Text to read.
## Start

#!/usr/bin/python3

import feedparser
import confuse
import redis
import time
import json
import sqlite3
import hashlib

from diff_match_patch import diff_match_patch


class DiffThing(diff_match_patch):
    def diff_html(self, diffs):
        """Like diff_prettyHtml, but without inline style attributes
        (makes it easier to style it with ).
        """
        html = []
        for op, data in diffs:
            text = (
                data.replace("&", "&amp;")
                .replace("<", "&lt;")
                .replace(">", "&gt;")
                .replace("\n", "&para;<br>")
            )
            if op == self.DIFF_INSERT:
                html.append("<ins>%s</ins>" % text)
            elif op == self.DIFF_DELETE:
                html.append("<del>%s</del>" % text)
            elif op == self.DIFF_EQUAL:
                html.append("<span>%s</span>" % text)
        return "".join(html)


#
# Idea block:
#
# 	Můžeme zkusit ke každému ID článku přidat taky hash obsahu, s tím že v začátku budeme kontrolovat jenom změnu hashe a až pak obsah stringů.
# 	Ale nevím jestli to bude reálně efektivnější
#
# 	Teď budeme kontrolovat jen titulky, ale postupně můžeme přidat i description článku

CONFIG_FILE = "../data/config.yaml"
REDIS_ARTICLE_EXPIRE_SEC = 604800

config = confuse.Configuration("headline", __name__)
config.set_file(CONFIG_FILE)

dmp = DiffThing()

rc = redis.Redis(host="redis", port=6379, db=0)

db_con = sqlite3.connect("../data/diffs.db")
db = db_con.cursor()

db.executescript(
    """
PRAGMA journal_mode=WAL;

CREATE TABLE IF NOT EXISTS diffs (
	diff_id INTEGER PRIMARY KEY,
	article_id TEXT,
	feed_name TEXT NOT NULL,
	article_url TEXT NOT NULL,
	title_orig TEXT NOT NULL,
	title_new TEXT NOT NULL,
    diff_html TEXT NOT NULL,
    diff_time TEXT
);

CREATE VIRTUAL TABLE IF NOT EXISTS diffs_fts USING fts5(
    title_orig,
    title_new,
    content="diffs",
    content_rowid="diff_id",
    tokenize="trigram case_sensitive 0"
);
-- rebuild search index
-- useful when creating the table, or when it is externally updated
INSERT INTO diffs_fts(diffs_fts) VALUES ('rebuild');

CREATE TRIGGER IF NOT EXISTS diffs_ainsert AFTER INSERT ON diffs
    BEGIN
        INSERT INTO diffs_fts (rowid, title_orig, title_new)
        VALUES (new.diff_id, new.title_orig, new.title_new);
    END;
CREATE TRIGGER IF NOT EXISTS diffs_adelete AFTER DELETE ON diffs
    BEGIN
        INSERT INTO diffs_fts (diffs_fts, rowid, title_orig, title_new)

## End

Given entries.
## Start

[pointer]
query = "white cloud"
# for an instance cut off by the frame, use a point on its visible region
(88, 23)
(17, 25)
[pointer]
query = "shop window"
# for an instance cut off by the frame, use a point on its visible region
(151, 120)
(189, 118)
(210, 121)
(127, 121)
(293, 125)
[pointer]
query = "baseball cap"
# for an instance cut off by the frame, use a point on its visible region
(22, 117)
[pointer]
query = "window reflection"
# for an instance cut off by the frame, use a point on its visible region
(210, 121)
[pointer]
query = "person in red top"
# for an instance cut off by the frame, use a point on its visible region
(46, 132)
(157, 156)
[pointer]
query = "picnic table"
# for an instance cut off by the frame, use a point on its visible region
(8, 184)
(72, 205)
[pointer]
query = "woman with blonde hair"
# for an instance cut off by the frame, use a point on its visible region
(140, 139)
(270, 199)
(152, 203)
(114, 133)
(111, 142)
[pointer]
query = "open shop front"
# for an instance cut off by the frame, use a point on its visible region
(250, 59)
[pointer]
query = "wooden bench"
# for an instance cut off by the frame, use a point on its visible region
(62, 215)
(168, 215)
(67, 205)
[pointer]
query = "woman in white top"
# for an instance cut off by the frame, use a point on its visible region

## End

What is asked. Transcribe the portion of the Python script above that opens with the words containing "CREATE TRIGGER IF NOT EXISTS diffs_ainsert" and closes with "(diffs_fts, rowid, title_orig, title_new)".

Correct result.
CREATE TRIGGER IF NOT EXISTS diffs_ainsert AFTER INSERT ON diffs
    BEGIN
        INSERT INTO diffs_fts (rowid, title_orig, title_new)
        VALUES (new.diff_id, new.title_orig, new.title_new);
    END;
CREATE TRIGGER IF NOT EXISTS diffs_adelete AFTER DELETE ON diffs
    BEGIN
        INSERT INTO diffs_fts (diffs_fts, rowid, title_orig, title_new)